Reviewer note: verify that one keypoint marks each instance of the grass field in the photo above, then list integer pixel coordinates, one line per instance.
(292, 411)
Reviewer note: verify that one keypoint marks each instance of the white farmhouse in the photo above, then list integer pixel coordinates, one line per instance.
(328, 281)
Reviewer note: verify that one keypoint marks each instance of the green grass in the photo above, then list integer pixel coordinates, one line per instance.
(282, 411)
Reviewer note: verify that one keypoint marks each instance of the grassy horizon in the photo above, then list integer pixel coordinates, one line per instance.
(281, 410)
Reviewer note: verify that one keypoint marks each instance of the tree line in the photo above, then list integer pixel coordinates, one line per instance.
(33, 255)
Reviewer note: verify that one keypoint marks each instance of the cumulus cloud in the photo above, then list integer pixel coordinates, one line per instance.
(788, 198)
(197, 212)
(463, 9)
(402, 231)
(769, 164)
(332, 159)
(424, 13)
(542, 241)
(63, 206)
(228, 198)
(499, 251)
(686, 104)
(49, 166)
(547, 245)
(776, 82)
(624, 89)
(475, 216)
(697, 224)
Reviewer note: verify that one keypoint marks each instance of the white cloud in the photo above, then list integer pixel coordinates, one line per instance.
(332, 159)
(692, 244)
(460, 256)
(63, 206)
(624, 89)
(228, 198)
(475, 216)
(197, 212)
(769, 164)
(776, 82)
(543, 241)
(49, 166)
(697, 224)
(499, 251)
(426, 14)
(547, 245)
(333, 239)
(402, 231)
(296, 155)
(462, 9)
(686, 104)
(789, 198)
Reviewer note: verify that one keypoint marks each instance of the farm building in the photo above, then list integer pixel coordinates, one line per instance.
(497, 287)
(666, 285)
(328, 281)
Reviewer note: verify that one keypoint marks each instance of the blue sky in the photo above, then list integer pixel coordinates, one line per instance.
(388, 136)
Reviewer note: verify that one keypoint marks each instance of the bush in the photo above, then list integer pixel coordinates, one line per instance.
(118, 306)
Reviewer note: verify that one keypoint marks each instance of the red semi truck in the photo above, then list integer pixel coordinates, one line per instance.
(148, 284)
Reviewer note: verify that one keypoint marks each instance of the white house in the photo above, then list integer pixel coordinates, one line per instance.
=====
◆ Job
Please copy the listing above word for word, starting with the line that contains "of the farm" and going on through its final line.

◆ Expected answer
Reviewer note: verify that one keypoint marks each instance of the farm building in the photo above, then list integer pixel coordinates, one line per instance.
(497, 287)
(666, 285)
(328, 281)
Reviewer note: verify that one keypoint marks each instance of the blue sky in the photo above, then list integer pixel coordinates, one line per instance.
(388, 136)
Reviewer note: verify that one keypoint marks each instance of the bush in the photo above, then list integer pixel coordinates, one line per instance.
(118, 306)
Reviewer note: verify that one keypoint marks each instance of the red semi truck in the photo above, then list integer pixel coordinates, one line per instance.
(148, 284)
Reviewer note: verify that one keypoint marks each instance of the white house in the photo above, then list integer pixel coordinates, one line per instance.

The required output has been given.